━━━ Document section ━━━

Natural gas is typically available at pressures from about 250 psig (pounds per square inch gauge) to about 10,000 psig at temperatures from 80 to about 350° F. from many subterranean gas-bearing formations. This gas is readily processed by well-known technology into liquefied natural gas. Various refrigeration cycles have been used to liquefy natural gas with the three most common being the cascade cycle which uses multiple single component refrigerants and heat exchangers arranged progressively to reduce the temperature of the gas to liquefaction temperature, the expander cycle which expands gas from a high pressure to a low pressure with a corresponding reduction in temperature, and multi-component refrigeration cycles which use a multi-component refrigerant and specially designed heat exchangers to liquefy the natural gas. Combinations of these processes have also been used. LNG is typically transported by sea in cryogenic tanker ships.

As noted previously, both of these methods entail certain disadvantages, i.e. the transportation of natural gas by pipeline is limited by the availability of the pipeline system; therefore, the storage of natural gas in gaseous form in subterranean formations, cavities or surface storage facilities is limited to those areas in which greater quantities of natural gas can be delivered, then can be used during low demand periods. Similarly, the use of liquefied natural gas, which is liquefied at or near the marketplace, is also limited to those areas where an excessive amount of natural gas can be delivered during at least a portion of the year. As indicated previously, this practice also requires the construction and use of cryogenic tanks, which are relatively expensive.

The use of liquefied natural gas which has been liquefied at a production site at a remote location also requires the use of cryogenic storage space and re-gasification equipment at or near the marketplace so that the LNG can be stored until it is desired to re-gasify the LNG and use it.

As noted above, various systems for producing liquefied natural gas from natural gas are well known. Some such systems are shown, for instance, in U.S. Pat. No. 4,033,735, issued Jul. 5, 1977 to Leonard K. Swenson, and U.S. Pat. No. 5,657,643, issued Aug. 19, 1997 to Brian C. Price, and U.S. Pat. No. 3,855,810, issued Dec. 24, 1974 to Simon et al.

Re-gasification systems for re-gasifying liquefied natural gas are also known. These systems can vary widely but include systems such as open rack vaporizers which are typically used with seawater as a heat exchange medium, shell and tube vaporizers which use either seawater, glycol-freshwater mixtures, or propane and an intermediate as the heat exchange medium. Submerged combustion vaporizers, steam-heated vaporizers and ambient air heated vaporizers are other means for re-gasifying liquefied natural gas. A wide variety of vaporizers can be used so long as they are effective to re-gasify the LNG by heat exchange with some suitable heat exchange medium.

Accordingly, in view of the expense of delivering the natural gas to consumers by either of the foregoing methods, continued efforts have been directed to the development of more efficient methods for delivering natural gas from a remote production site to a marketplace more efficiently.

━━━

• Directions
**a)** State whether each statement agrees with the passage on natural gas delivery, answering yes or no and quoting the words of the passage that decide it: (i) Liquefied natural gas is usually carried by sea in cryogenic tanker ships. (ii) Open rack vaporizers typically use glycol-freshwater mixtures as their heat exchange medium. (iii) Natural gas from subterranean formations is available at temperatures up to about 500° F.
**b)** In the records, switch "zipper" to "collar" in the lines beginning with the one that contains "The locate routine indicates the jacket" and going on through the one that contains "x=761 y=593". Write out only those lines again, with everything else left unchanged.

━━━ Record extracts ━━━

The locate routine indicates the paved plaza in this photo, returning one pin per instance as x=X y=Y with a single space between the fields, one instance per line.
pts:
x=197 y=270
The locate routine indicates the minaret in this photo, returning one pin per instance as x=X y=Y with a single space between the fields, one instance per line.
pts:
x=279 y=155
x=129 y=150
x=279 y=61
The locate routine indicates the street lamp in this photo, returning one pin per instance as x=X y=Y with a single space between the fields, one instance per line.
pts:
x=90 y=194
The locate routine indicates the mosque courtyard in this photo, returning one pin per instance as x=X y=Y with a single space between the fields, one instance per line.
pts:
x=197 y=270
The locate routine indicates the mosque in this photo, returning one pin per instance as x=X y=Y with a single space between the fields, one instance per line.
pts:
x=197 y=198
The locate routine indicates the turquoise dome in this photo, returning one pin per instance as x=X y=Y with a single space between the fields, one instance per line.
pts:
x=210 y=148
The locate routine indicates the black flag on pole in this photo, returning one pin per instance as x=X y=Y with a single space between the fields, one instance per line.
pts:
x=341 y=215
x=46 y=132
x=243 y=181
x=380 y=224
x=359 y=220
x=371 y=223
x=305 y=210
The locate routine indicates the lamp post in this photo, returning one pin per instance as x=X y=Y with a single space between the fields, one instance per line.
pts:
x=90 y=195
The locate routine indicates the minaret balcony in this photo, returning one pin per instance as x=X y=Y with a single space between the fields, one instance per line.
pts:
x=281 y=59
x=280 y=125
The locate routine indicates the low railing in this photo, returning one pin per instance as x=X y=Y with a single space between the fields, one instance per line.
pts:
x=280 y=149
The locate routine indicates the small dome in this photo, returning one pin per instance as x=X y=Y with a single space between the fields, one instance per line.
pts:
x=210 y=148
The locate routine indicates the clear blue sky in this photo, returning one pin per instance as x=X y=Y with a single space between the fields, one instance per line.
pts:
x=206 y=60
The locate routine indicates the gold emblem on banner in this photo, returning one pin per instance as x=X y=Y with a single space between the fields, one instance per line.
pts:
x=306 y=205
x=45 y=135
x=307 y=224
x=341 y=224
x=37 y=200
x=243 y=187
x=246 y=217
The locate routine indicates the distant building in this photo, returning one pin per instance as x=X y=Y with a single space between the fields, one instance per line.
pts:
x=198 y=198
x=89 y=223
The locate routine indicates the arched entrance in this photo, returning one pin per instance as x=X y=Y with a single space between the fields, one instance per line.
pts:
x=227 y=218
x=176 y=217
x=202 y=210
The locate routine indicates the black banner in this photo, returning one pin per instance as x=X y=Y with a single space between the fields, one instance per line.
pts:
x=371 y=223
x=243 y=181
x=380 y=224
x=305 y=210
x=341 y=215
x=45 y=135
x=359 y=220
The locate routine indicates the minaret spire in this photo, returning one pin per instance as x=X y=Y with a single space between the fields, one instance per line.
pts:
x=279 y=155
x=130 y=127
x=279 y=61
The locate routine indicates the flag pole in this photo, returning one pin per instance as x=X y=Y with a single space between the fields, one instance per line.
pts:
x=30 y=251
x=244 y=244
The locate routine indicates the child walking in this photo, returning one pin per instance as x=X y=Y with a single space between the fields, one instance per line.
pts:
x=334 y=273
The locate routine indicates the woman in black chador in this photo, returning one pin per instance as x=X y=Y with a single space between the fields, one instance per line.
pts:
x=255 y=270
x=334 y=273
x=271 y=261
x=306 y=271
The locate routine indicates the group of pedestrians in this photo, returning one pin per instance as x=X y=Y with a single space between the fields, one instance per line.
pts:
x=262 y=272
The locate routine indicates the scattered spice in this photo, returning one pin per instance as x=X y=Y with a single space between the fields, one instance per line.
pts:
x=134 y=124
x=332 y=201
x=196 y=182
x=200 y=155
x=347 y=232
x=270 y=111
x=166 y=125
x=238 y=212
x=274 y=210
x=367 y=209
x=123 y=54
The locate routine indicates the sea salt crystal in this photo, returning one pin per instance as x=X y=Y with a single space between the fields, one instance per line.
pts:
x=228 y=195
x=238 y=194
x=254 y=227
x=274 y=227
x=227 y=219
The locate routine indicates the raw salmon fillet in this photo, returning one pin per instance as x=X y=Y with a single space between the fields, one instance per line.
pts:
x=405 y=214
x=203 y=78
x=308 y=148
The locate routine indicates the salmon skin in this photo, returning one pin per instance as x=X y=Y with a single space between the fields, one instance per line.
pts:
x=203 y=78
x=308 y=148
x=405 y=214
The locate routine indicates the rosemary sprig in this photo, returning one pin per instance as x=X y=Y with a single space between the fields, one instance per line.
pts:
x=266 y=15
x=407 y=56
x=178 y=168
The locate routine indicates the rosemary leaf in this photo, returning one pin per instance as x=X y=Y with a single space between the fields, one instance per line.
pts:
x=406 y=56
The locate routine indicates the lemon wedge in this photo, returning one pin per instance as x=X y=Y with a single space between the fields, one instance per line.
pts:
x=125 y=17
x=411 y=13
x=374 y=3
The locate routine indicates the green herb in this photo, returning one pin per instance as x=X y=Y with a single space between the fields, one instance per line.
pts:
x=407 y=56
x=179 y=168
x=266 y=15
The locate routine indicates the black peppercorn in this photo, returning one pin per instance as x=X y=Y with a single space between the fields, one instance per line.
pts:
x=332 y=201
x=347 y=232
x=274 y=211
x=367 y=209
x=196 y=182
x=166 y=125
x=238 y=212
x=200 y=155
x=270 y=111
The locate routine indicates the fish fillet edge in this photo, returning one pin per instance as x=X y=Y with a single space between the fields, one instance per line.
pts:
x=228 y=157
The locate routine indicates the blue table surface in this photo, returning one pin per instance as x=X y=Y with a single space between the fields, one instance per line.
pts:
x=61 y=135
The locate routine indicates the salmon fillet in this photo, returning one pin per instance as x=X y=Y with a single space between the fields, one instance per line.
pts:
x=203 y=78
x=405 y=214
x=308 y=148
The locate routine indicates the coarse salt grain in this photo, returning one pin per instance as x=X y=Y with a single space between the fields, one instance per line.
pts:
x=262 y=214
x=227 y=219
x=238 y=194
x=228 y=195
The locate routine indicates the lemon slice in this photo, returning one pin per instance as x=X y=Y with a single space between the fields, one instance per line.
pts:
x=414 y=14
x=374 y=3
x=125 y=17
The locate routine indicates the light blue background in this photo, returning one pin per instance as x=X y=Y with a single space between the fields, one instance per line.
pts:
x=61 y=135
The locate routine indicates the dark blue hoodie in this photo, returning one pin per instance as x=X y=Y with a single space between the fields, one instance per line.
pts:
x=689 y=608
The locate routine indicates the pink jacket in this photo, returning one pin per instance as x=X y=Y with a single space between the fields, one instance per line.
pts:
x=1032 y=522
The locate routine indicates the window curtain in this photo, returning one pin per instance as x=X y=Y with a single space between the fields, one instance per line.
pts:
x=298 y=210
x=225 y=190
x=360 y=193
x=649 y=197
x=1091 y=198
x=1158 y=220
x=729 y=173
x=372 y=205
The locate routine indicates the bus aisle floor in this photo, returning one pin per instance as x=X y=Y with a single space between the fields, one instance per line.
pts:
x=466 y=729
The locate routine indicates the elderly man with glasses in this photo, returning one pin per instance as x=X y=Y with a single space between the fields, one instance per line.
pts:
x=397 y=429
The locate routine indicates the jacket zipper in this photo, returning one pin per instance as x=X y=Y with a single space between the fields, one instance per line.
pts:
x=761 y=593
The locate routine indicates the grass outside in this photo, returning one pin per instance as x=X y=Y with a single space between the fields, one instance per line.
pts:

━━━

• Answers to the exercises
**a)**
(i) Yes: "LNG is typically transported by sea in cryogenic tanker ships."
(ii) No: "open rack vaporizers which are typically used with seawater as a heat exchange medium"
(iii) No: "at temperatures from 80 to about 350° F."

**b)**
The locate routine indicates the jacket collar in this photo, returning one pin per instance as x=X y=Y with a single space between the fields, one instance per line.
pts:
x=761 y=593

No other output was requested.